### Selected excerpt

Abstracts of Published Academic Papers
International Comparative Approaches to Free Speech and Open Inquiry (FSOI), Luke C. Sheahan, ed., Palgrave Studies in Classical Liberalism, Springer, 2022
Because freedom of expression is integral to intellectual and moral autonomy, universities should prize it highly, even when it causes trouble.
Open Letters Monthly, July 2011, http://www.openlettersmonthly.com/the-new-old-atheism/
Abstract: Aikin and Talisse think it important to show that atheism does not imply that objective values don’t exist. At least on this matter, then, they agree with Christopher Hitchens, Sam Harris, and many other New Atheists. The old atheists (Friedrich Nietzsche, Bertrand Russell), though, thought that if we’re going to be rid of God, we might as well rid ourselves of all other transcendent sources of authority. In this review, I use this difference to explain the superiority of the old atheists to the new ones.
International Journal of Applied Philosophy 24, No. 2, Fall 2010, pp. 211-224 (Photocopy)
Abstract: To believe a proposition wishfully is to believe it because one wants to believe it, not because one has evidence or reason that it is true. Is it wise to be open to believing wishfully? After criticizing one popular argument that we ought to be closed to believing wishfully, I develop an argument that being closed to believing wishfully is to labour under a debilitating prejudice. As a rule, then, we ought to be open to believing wishfully. I find one and only one exception to this rule. People who value understanding things as they are, and value this more than anything else they value, are wise to be closed to believing wishfully.
Scott C. Lowe, ed., Christmas: Better than a Lump of Coal (The “Philosophy for Everyone” series), Wiley-Blackwell, 2010, pp. 70-79 (Photocopy)
Abstract: A multicultural society is one that gathers together different cultures and communities within a common geographical area and under a common government. One complaint against multicultural societies is that the cultures within them are prone to shut themselves off from each other. A good way to bring cultures together is through common celebrations. Because the values it honours are honoured in almost all cultures, Christmas is ideally suited to be a celebration that brings people of different cultures together. The first task, though, is to dispel the idea that Christmas is a Christian holiday.
Facta Philosophica 9, No. 1/2, 2007, pp. 37-53 (Photocopy)
Abstract: Psychological events are physical events and there are no psychological laws; thus, because there are physical laws, any event that can be explained in folk psychological terms can be better explained in physical terms. Does it follow that folk psychological explanations lack sound epistemic credentials and, therefore, should be eliminated from our thought and talk in favour of physical explanations? I argue, first, that folk psychological terms cannot be eliminated from our descriptions of the world or our explanations of events in it and, second, that the reason why they cannot be eliminated directs us to the reason why the epistemic credentials of folk psychology are in good order.
Facta Philosophica 8, No. 1/2, 2006, 3-22 (Photocopy)

### Data rows
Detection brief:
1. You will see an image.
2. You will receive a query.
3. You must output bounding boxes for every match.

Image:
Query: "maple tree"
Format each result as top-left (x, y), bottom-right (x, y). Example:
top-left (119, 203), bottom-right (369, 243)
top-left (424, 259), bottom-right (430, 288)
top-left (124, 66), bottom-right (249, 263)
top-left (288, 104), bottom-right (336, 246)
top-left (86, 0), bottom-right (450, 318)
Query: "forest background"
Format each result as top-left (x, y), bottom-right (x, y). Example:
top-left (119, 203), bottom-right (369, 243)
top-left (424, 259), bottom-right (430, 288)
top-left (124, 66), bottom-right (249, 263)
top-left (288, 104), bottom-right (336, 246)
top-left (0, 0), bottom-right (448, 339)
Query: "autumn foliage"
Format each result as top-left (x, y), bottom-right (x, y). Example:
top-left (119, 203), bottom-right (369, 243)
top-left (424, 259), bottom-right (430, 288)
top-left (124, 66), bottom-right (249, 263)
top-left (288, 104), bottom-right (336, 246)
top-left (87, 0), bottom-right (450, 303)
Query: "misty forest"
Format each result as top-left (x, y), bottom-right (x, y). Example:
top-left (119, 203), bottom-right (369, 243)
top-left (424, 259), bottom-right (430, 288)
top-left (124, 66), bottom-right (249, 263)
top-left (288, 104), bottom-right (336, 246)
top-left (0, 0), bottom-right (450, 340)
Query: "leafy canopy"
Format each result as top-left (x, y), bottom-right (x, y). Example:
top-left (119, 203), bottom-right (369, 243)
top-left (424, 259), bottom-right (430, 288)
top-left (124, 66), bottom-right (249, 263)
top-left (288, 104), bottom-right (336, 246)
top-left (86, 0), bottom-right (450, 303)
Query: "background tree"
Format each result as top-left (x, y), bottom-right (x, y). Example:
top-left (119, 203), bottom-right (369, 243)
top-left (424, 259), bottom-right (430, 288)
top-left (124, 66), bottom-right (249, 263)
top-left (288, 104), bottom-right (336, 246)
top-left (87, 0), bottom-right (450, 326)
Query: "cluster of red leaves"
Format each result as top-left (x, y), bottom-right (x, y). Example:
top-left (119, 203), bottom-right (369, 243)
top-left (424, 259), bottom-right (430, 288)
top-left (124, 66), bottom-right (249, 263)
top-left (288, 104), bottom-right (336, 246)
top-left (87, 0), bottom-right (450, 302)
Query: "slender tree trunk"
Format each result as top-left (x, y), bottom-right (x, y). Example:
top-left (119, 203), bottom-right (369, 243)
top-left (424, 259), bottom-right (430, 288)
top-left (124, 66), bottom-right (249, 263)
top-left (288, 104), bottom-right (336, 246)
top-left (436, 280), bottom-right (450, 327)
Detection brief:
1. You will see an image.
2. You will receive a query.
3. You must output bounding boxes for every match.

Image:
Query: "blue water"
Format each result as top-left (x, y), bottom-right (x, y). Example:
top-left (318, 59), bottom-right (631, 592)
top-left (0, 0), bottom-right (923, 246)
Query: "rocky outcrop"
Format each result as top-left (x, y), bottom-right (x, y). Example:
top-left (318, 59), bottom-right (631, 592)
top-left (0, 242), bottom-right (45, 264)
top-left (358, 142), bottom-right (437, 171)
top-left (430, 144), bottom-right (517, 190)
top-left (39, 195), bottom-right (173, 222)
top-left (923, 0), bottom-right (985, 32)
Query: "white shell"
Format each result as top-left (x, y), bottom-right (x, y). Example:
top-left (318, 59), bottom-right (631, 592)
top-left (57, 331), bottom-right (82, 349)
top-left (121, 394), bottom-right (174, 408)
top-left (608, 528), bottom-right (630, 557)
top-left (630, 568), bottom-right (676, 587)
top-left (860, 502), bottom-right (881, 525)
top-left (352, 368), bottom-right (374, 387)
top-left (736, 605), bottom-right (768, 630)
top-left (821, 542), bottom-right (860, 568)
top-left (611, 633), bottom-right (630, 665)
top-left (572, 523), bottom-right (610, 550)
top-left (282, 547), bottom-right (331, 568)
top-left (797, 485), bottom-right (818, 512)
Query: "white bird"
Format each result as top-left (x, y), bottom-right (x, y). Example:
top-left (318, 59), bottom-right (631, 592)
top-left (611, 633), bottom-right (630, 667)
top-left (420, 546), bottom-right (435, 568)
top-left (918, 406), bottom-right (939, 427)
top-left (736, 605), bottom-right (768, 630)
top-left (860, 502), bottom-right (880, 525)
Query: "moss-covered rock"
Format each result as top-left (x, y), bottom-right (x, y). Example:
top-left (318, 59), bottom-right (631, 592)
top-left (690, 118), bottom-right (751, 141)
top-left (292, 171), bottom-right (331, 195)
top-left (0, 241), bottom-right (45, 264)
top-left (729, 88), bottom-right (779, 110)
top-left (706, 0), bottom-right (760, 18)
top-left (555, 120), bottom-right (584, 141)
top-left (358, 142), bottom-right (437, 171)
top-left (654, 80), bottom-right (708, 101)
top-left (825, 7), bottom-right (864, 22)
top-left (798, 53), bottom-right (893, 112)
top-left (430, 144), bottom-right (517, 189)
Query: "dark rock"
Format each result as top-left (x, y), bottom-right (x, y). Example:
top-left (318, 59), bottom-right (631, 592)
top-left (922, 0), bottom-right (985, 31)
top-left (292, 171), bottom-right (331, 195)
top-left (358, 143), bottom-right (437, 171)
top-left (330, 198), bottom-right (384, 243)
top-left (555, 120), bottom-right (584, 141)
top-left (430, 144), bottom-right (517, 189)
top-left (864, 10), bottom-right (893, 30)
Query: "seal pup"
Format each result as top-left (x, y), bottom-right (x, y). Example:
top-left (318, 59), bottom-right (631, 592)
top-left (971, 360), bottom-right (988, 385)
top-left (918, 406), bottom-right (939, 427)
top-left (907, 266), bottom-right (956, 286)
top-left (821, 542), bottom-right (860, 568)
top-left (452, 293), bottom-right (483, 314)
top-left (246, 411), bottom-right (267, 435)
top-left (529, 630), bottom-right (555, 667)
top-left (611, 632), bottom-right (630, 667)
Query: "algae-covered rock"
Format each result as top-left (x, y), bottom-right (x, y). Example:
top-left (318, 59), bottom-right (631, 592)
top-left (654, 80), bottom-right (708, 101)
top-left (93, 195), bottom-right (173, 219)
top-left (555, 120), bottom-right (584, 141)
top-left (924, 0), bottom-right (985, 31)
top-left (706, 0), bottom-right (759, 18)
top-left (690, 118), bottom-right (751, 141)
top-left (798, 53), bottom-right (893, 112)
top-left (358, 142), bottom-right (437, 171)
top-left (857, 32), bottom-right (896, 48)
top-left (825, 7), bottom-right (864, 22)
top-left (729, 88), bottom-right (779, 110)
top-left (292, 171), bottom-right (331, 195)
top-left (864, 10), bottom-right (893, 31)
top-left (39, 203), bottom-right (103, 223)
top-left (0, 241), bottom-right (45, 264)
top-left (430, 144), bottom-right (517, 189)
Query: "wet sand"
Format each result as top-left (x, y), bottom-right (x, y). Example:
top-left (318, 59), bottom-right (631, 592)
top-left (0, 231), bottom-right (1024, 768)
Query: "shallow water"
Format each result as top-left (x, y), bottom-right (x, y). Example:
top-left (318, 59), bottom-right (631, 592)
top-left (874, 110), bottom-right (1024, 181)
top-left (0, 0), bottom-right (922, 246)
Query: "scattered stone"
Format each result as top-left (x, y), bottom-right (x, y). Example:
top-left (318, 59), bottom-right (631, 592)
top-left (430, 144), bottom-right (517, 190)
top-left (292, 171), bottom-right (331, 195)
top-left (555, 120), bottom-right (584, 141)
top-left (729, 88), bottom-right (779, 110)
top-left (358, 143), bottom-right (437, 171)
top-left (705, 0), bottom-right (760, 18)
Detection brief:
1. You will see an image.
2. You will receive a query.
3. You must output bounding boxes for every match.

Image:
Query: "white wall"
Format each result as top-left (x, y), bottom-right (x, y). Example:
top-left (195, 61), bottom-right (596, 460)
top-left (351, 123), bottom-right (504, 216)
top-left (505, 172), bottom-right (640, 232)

### Goals
**A.** Name every person mentioned in the abstract of the review about the new and old atheists in the list of paper abstracts.
**B.** Continue the list of paper abstracts from the point where it stops.
The entries come from a separate source and are unrelated to the list of paper abstracts.

### Exercise results
**A.** Aikin, Talisse, Christopher Hitchens, Sam Harris, Friedrich Nietzsche, Bertrand Russell

**B.**
Abstract: Donald Davidson holds that metaphors have no linguistic meaning in addition to their literal meaning. Max Black and Frank B. Farrell each contends that Davidson’s view is inconsistent with the fact that metaphors are appropriate objects of explication and evaluation. However, as I show, Davidson’s view actually is entirely consistent with this fact. I also argue that Black’s and Farrell’s own accounts of metaphor imply that sometimes the linguistic meaning of a sentence is other than a product of the meanings of its words and its logical form, and I give a reason why accounts of metaphor with this implication are best rejected. E.M. Zemach, for his part, agrees with Davidson about what metaphors mean, but contends that, on Davidson’s recent account of language and interpretation, all metaphors turn out to be true; metaphors express novel or impractical but nonetheless literally true comparisons or categorizations. Zemach, however, I argue, has neglected the distinction between how speakers actually apply their words to things and their standards of correct application.
Erkenntnis 55, No. 2, 2001, pp. 217-237 (Photocopy)
Abstract: Weak psychological egoism is the doctrine that anything an agent does intentionally, that agent does at least expecting thereby to realize one of her self-regarding ends. (Strong psychological egoism, by contrast, is the doctrine that agents act always intending thereby to realize a self-regarding end.) Though weak psychological egoism is a doctrine ultimately answerable to empirical evidence, we presently have excellent a priori reasons for accepting it and attempting to construct psychological theories that include it as an organizing principle. These reasons have mainly to do with the idea that to understand the motivation behind an action, we need to understand the force of the consideration that motivates the agent, and the way to do this is to find a self-regarding end associated in the agent’s mind with acting on that consideration.
Journal of Value Inquiry 33, No. 3, September 1999, pp.319-334 (Photocopy)
Abstract: To be liberal is, among other things, to hold in high regard the personal virtue of tolerance. In the political sphere, this virtue is manifested in the desire that the state be as neutral as possible with regard to different ways of life and conceptions of the good. What grounds might a liberal have for thinking highly of tolerance and state neutrality? I discuss seven arguments for being tolerant, three of which I find lacking, three of which I find strong, but only one of which I think is both strong and specifically liberal. This is the argument according to which tolerance is a mark of respect for the autonomy of rational agents. Though there can be no argument that everyone has a practical reason for respecting the autonomy of rational agents, I argue that anyone who does respect autonomy is obliged to cultivate the virtue of tolerance.
Southern Journal of Philosophy XXXVI, no. 4, Winter 1998, pp. 557-576 (Photocopy)
Abstract: Psychological egoism is the thesis that anything a person does intentionally, that person does for a self-regarding reason. This thesis might well be false, but many popular arguments against it, as I show in this paper, are fallacious.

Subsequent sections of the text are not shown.